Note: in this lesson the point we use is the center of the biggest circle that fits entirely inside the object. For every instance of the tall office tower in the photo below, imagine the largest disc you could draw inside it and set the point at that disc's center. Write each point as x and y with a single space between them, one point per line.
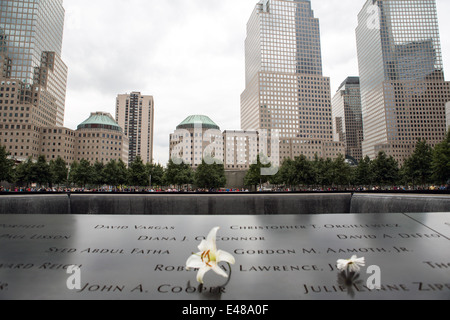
403 91
347 117
285 89
135 114
31 34
447 112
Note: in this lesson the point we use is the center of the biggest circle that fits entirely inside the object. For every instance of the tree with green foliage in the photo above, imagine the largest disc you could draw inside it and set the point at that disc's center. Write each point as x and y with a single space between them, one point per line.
98 174
41 171
137 173
385 170
364 173
58 171
254 176
178 174
322 171
440 163
417 168
23 173
82 173
6 166
156 173
341 172
210 176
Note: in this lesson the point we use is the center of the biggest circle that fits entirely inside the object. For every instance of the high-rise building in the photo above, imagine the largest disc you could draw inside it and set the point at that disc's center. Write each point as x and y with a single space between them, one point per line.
135 114
31 34
32 75
191 139
447 108
403 90
285 89
347 117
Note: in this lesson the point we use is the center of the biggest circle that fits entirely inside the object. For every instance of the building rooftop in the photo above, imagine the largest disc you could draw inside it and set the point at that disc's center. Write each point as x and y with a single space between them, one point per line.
100 120
199 120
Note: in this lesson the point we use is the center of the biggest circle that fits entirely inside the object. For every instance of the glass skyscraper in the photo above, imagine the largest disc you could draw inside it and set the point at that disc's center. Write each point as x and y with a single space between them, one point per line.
285 89
347 117
403 90
31 34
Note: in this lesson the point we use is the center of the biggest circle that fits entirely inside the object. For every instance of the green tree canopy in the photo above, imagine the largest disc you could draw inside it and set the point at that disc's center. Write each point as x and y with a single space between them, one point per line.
210 176
441 161
417 168
6 166
178 174
58 171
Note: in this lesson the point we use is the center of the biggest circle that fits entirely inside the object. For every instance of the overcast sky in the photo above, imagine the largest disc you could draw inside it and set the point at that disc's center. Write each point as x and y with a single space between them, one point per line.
188 54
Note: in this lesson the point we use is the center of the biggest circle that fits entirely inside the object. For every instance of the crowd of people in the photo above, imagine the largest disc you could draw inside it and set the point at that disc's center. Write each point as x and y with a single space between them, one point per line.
221 190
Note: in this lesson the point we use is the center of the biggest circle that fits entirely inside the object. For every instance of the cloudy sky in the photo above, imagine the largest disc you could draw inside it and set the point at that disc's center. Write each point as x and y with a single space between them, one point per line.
188 54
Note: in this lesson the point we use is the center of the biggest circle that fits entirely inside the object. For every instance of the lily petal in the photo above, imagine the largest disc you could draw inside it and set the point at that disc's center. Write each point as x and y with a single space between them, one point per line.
211 239
219 271
223 256
194 262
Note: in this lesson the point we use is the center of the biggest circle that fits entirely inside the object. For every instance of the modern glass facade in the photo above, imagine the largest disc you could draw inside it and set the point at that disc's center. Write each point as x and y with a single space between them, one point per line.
403 89
347 117
135 114
31 34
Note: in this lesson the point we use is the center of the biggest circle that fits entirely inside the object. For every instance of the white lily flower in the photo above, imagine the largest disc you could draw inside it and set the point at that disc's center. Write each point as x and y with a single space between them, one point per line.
209 257
353 264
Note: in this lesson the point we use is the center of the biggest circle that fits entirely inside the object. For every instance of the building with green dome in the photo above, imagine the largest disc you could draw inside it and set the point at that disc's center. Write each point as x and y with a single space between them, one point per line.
98 138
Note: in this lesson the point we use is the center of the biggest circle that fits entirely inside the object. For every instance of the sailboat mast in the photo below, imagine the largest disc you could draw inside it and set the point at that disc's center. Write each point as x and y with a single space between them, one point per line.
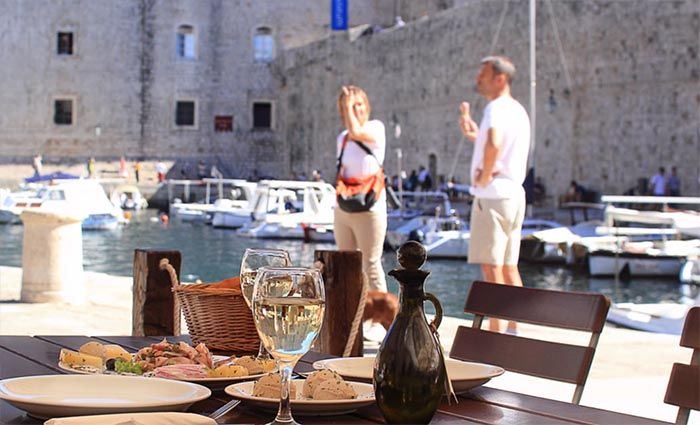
533 85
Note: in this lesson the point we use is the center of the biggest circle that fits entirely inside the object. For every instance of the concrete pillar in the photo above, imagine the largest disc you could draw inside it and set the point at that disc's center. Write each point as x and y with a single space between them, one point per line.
52 258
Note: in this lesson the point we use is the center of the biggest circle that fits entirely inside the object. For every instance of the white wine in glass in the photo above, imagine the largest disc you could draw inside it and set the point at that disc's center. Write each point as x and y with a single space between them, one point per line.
288 308
253 259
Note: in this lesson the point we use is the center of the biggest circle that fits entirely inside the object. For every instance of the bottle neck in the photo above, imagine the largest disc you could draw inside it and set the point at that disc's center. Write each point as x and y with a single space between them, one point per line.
411 296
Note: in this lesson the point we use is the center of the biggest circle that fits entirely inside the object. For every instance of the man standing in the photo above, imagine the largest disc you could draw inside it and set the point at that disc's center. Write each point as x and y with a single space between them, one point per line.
499 165
657 182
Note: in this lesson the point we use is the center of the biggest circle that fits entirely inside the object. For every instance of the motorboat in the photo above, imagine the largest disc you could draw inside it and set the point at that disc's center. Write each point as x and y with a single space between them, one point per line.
83 196
448 237
283 209
414 211
237 192
667 318
128 197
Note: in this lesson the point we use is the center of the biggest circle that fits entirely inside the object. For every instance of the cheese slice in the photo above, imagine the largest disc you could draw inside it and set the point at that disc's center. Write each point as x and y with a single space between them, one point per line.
73 358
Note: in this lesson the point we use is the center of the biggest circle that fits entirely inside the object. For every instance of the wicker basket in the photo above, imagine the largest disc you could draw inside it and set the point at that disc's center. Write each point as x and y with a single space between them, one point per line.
218 317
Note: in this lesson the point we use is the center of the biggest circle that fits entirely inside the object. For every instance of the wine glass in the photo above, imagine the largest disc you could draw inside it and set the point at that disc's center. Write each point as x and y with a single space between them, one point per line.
253 259
288 308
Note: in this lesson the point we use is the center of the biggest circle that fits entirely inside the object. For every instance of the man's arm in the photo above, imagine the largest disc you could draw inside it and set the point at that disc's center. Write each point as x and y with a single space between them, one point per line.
492 150
469 128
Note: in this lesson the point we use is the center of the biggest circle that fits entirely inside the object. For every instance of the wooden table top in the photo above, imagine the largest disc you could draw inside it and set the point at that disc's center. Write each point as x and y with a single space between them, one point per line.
38 355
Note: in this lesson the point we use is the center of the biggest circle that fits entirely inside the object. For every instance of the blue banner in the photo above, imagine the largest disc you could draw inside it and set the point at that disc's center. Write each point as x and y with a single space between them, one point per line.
339 15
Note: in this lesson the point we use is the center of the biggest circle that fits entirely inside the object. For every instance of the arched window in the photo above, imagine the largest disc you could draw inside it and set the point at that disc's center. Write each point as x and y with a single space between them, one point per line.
185 42
263 45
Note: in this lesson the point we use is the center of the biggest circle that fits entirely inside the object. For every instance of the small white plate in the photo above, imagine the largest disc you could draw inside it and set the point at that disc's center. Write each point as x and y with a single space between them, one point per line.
464 375
365 397
49 396
216 384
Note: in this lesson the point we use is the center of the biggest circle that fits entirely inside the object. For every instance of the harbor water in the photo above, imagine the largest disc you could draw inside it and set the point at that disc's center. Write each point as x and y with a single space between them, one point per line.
212 254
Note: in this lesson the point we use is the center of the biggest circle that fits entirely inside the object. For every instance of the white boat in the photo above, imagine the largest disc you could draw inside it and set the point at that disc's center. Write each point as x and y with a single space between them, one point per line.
448 237
282 209
238 211
690 272
237 191
128 197
665 318
84 196
413 214
649 258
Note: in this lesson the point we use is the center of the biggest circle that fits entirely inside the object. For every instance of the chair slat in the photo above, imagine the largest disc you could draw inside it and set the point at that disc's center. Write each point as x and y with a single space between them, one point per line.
544 359
691 329
684 386
566 310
____________
§ **What is asked**:
Format the lines above as a numbered list, starting at the line with "the white boat" and continuing through the last line, both included. Leave out any blank lines.

§ **Complete answer**:
1. Note: in this lesson the point we use is the center of the biggest circle that fits entirely inside the object. For every instance of the white boat in the photo above, imagine the largest disc you could draw inside it and set the point at that disc's center. Write each point as x and y with a single space between them, one point per line.
2. 448 237
3. 282 209
4. 238 211
5. 690 272
6. 237 191
7. 128 197
8. 665 318
9. 84 196
10. 413 214
11. 649 258
12. Note: in this lesson the point we use is the center of the biggest circle that fits entirely inside the object. For every instance of the chair slat in the photo above, imagine the largest disc you could draw inside it and set the point at that disc's center. Write each point as x and y with a single space between them, one point per line.
13. 544 359
14. 691 329
15. 684 386
16. 566 310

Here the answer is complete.